DIRECTION 1
Rewrite the records from their first line through the line containing "POLYGON ((156 124, 156", both ends included, renaming "blue banner" to "navy banner" and leaving everything else unchanged.

DOCUMENT SEGMENT
╔══

What Art Did for One Child

“My vivid and colorful imagination turned me into a hopeless daydreamer in elementary school,” recalls award-winning New York art teacher Michele Sommer in this poignant Harvard Educational Review memoir. “Once, in first grade, I was so completely absorbed in a daydream that I didn’t notice all the children had been dismissed. I found myself sitting completely alone at my desk, my teacher glaring at me… I was keenly aware even as a child that the adults in my life regarded my daydreaming as a defect, and so I was deeply ashamed of it. I worked hard to learn to pay attention and follow directions like everyone else. What I wouldn’t give today, as an artist, to once again have that extraordinary mental capacity!” 

In second grade, Sommer had difficulty with subtraction, so one day she drew vertical lines through all the subtraction signs, turning those problems into addition, which she knew how to do. Her teacher was not fooled and put a big red F on her paper. On the way home, Sommer disposed of the paper under the neighbor’s pine tree. “My earliest failures in school set the tone for my entire kindergarten through twelfth-grade education,” she says. “The negative academic expectations were somehow passed on from grade to grade, teacher to teacher. I felt I could never be an A student.”

As she went through elementary school, Sommer did well in art and was praised for her ability. But was it a gift she might lose? “I have a distinct memory of the moment of terror I experienced entering the fourth grade,” she says, “wondering if I ‘still had it’ or if I had somehow lost my artistic ability over the summer months. What if I couldn’t draw anymore? How would I get through the school year?”

╚══

DIRECTION 2
In the memoir, what did Sommer's second-grade teacher put on her paper after she turned the subtraction problems into addition?

DATA
╔══

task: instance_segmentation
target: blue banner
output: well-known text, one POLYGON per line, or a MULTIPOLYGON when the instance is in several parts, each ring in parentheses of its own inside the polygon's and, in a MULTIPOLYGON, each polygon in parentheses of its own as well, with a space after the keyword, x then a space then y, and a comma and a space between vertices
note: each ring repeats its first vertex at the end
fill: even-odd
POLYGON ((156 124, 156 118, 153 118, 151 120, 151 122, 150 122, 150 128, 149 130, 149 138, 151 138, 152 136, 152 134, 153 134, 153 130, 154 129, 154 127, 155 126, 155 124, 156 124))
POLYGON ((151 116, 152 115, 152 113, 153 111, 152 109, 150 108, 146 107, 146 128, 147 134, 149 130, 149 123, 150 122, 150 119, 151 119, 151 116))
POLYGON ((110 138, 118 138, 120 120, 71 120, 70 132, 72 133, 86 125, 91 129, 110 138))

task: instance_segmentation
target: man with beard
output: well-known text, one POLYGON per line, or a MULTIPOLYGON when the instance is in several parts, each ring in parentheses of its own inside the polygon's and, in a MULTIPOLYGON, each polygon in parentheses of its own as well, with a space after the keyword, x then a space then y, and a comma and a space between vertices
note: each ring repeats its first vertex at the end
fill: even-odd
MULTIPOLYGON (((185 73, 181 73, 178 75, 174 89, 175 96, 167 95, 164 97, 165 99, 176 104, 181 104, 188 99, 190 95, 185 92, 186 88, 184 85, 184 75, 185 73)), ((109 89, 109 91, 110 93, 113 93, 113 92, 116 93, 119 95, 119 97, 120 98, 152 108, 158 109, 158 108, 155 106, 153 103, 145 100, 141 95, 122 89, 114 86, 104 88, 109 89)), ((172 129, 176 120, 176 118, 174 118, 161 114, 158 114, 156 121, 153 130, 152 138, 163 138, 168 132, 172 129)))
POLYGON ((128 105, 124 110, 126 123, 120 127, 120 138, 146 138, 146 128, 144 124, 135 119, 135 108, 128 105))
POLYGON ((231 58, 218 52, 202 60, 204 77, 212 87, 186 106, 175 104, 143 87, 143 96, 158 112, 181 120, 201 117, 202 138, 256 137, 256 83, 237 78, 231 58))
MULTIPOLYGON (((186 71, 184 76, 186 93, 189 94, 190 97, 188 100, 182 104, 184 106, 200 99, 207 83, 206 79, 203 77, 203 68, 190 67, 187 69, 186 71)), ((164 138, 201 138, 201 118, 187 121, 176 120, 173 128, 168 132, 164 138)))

╚══

FINAL ANSWER 1
task: instance_segmentation
target: navy banner
output: well-known text, one POLYGON per line, or a MULTIPOLYGON when the instance is in several parts, each ring in parentheses of its own inside the polygon's and, in a MULTIPOLYGON, each polygon in parentheses of its own as well, with a space after the keyword, x then a space then y, and a comma and a space between vertices
note: each ring repeats its first vertex at the end
fill: even-odd
POLYGON ((156 124, 156 118, 153 118, 151 120, 151 122, 150 122, 150 128, 149 130, 149 138, 151 138, 152 136, 152 134, 153 134, 153 130, 154 129, 154 127, 155 126, 155 124, 156 124))

FINAL ANSWER 2
A big red F.